_Given entries_:
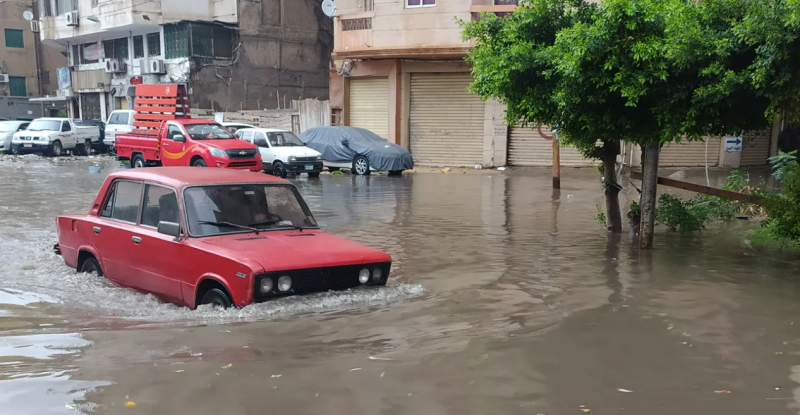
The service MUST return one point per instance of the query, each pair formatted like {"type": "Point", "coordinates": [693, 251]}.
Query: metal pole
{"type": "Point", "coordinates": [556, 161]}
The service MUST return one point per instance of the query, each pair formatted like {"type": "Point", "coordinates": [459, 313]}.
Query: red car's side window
* * *
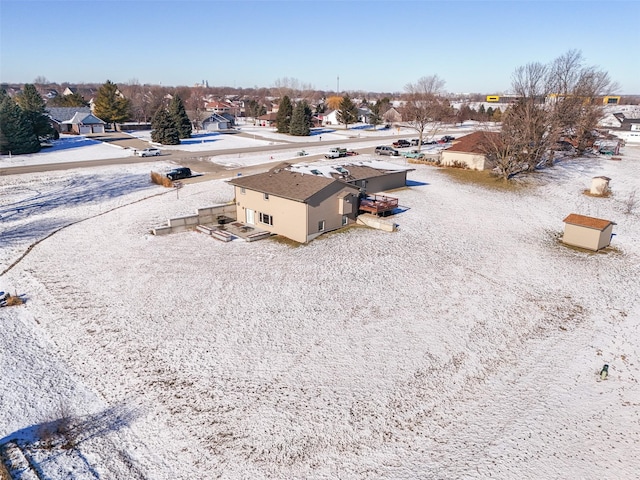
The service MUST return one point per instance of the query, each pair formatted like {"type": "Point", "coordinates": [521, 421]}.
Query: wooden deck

_Directions for this task_:
Please locate every line above that contains the word "return" and copy each of those lines. Case counts.

_Finished exercise_:
The service MUST return one point per instance of the query, each pair formatted like {"type": "Point", "coordinates": [693, 251]}.
The service MUST return one point per instance of the query, each pair formatted like {"type": "Point", "coordinates": [459, 313]}.
The service MUST return one point per instance of the query, each pair formatted like {"type": "Point", "coordinates": [521, 421]}.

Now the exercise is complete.